>> start Data listing

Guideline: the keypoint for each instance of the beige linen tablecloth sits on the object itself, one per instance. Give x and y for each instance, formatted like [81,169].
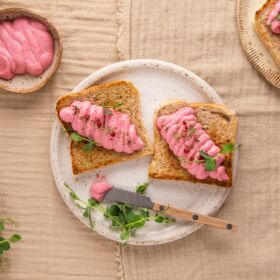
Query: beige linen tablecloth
[199,35]
[202,36]
[55,244]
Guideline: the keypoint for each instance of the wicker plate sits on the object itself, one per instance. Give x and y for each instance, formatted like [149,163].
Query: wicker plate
[252,45]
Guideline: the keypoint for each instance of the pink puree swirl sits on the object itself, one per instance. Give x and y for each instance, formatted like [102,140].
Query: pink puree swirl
[272,20]
[186,137]
[110,129]
[26,47]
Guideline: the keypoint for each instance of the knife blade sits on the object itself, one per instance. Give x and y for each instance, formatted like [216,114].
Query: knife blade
[131,198]
[134,199]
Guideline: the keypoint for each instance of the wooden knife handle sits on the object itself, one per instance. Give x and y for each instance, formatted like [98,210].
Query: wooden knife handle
[196,217]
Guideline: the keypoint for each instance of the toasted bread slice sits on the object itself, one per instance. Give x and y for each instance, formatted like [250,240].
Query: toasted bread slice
[119,91]
[218,121]
[269,39]
[27,83]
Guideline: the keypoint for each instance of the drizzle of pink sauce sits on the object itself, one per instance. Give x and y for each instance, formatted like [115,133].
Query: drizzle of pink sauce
[26,47]
[98,190]
[272,20]
[176,130]
[113,131]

>> end Data listing

= Task objective =
Starting with the line containing "Guideline: the keypoint for each instance of the toasted" and going on through the end of the records, swap "bread slice" for "baguette slice" and write those lines out again with nothing else changed.

= Response below =
Guideline: the keypoint for each instance of the toasted baguette slice sits on the object itself, one per instance. Give x and y for each instance, formatted like [250,240].
Query: toasted baguette slice
[119,91]
[218,121]
[269,39]
[27,83]
Guideline: the keypoint for each instance of the drizzle of pink sauce sits on the object itself, one per instance. Give x and y for each instance, formatted like [115,133].
Query: drizzle of pink sauce
[26,47]
[98,190]
[272,20]
[176,130]
[113,131]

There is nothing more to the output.